» **TASK DETAILS**: Beginning with the first line of the entries below, quote each line until you reach and include the line with "# place a point on the white cloud".

» **RECORD SET**:
-.-.-
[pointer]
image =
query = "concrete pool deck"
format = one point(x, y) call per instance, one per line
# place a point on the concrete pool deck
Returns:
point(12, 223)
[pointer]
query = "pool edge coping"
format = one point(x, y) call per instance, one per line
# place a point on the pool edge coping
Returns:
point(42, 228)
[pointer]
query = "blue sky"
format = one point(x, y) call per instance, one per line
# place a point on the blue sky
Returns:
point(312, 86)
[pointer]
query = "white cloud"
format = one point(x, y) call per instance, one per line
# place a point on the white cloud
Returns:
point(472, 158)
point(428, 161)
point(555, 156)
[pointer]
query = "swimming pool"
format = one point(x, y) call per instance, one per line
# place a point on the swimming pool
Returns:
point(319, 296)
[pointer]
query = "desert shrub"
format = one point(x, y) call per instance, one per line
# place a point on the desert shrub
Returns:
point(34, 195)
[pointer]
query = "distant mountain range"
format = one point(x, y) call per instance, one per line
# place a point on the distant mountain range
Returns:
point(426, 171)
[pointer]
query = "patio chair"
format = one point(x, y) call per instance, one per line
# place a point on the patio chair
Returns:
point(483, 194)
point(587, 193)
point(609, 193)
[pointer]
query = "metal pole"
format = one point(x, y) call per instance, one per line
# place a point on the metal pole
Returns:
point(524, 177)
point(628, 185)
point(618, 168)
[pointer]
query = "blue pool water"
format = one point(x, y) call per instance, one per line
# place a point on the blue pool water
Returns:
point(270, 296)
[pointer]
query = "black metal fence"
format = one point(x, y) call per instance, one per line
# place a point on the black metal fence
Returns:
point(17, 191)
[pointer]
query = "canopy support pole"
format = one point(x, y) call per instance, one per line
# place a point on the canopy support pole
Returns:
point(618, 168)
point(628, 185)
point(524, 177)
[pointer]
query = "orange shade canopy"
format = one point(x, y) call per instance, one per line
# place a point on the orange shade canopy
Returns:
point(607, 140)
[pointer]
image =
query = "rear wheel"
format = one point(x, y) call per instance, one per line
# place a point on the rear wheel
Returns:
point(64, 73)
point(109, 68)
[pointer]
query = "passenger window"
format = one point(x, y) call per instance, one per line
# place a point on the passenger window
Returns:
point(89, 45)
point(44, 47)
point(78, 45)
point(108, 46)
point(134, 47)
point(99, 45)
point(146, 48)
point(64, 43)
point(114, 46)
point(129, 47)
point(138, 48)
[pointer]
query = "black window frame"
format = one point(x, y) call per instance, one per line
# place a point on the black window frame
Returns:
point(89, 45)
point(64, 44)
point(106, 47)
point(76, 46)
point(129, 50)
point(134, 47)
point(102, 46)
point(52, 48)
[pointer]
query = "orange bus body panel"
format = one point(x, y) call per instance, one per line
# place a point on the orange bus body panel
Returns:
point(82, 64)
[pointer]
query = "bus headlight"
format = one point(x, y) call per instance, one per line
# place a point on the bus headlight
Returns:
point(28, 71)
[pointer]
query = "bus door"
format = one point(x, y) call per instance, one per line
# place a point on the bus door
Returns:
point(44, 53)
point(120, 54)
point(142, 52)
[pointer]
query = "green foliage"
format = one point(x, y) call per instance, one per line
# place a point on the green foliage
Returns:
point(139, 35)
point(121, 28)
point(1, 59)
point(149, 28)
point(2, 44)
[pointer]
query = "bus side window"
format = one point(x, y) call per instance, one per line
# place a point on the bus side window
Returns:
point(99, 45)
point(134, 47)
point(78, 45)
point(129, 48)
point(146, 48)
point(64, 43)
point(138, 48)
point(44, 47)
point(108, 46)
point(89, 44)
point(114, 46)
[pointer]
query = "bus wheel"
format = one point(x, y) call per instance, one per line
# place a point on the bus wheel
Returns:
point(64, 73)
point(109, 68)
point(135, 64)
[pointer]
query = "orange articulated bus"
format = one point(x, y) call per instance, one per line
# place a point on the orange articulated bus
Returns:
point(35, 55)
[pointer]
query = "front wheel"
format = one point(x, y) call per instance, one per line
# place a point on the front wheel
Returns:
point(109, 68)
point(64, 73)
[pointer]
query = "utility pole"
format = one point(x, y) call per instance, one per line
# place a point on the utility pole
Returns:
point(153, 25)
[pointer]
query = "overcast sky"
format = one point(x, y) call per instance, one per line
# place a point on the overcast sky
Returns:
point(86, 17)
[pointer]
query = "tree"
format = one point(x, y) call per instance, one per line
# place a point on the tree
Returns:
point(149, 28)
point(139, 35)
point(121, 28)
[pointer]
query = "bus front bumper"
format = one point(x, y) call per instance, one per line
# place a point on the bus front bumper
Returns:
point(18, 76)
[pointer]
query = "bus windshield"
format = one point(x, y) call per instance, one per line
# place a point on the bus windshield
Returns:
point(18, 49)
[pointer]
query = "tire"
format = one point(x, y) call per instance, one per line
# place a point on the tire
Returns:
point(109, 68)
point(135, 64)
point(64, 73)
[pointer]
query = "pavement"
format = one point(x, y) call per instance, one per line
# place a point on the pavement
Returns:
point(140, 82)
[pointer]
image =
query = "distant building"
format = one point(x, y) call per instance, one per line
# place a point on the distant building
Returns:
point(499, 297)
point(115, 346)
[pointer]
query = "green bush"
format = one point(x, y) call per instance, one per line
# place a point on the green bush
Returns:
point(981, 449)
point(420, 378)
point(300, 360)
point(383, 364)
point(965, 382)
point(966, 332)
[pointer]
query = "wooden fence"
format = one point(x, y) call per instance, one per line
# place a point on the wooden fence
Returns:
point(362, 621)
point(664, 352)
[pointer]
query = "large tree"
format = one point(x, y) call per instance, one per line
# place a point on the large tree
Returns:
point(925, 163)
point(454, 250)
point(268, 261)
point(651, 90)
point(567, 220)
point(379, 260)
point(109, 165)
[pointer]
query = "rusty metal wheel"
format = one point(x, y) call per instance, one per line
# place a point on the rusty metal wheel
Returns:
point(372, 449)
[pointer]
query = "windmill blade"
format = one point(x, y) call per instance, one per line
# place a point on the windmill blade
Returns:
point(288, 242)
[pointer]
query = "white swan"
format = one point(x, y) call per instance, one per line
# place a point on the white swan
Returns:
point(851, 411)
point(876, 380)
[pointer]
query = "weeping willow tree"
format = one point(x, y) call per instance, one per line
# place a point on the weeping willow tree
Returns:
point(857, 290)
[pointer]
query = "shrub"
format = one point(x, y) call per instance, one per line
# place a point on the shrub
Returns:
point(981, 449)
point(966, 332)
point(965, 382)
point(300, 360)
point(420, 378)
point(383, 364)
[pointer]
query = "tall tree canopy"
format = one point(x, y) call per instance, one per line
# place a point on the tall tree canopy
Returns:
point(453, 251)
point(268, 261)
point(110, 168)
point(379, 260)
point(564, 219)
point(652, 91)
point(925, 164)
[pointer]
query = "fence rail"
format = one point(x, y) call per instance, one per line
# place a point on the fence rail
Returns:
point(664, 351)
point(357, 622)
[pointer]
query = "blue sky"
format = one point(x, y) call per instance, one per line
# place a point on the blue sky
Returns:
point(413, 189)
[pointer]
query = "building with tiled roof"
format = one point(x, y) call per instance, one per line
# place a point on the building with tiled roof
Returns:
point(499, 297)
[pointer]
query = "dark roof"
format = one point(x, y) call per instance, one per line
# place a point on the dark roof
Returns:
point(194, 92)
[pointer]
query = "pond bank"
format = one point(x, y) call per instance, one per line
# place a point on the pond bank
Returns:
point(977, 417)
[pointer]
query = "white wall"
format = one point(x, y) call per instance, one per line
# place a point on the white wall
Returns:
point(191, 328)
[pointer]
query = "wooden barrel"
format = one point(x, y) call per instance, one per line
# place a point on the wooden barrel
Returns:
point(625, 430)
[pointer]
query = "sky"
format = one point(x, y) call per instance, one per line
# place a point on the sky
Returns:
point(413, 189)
-.-.-
» **COMPLETED TASK**:
[pointer]
image =
query = "concrete pool deck"
format = one point(x, y) call per instance, one per line
# place a point on the concrete pool deck
Returns:
point(12, 223)
[pointer]
query = "pool edge coping"
format = one point(x, y) call per instance, one per line
# place a point on the pool edge coping
Returns:
point(42, 228)
[pointer]
query = "blue sky"
format = one point(x, y) call per instance, one per line
# place a point on the blue sky
Returns:
point(312, 86)
[pointer]
query = "white cloud"
format = one point(x, y) call per instance, one per line
# place a point on the white cloud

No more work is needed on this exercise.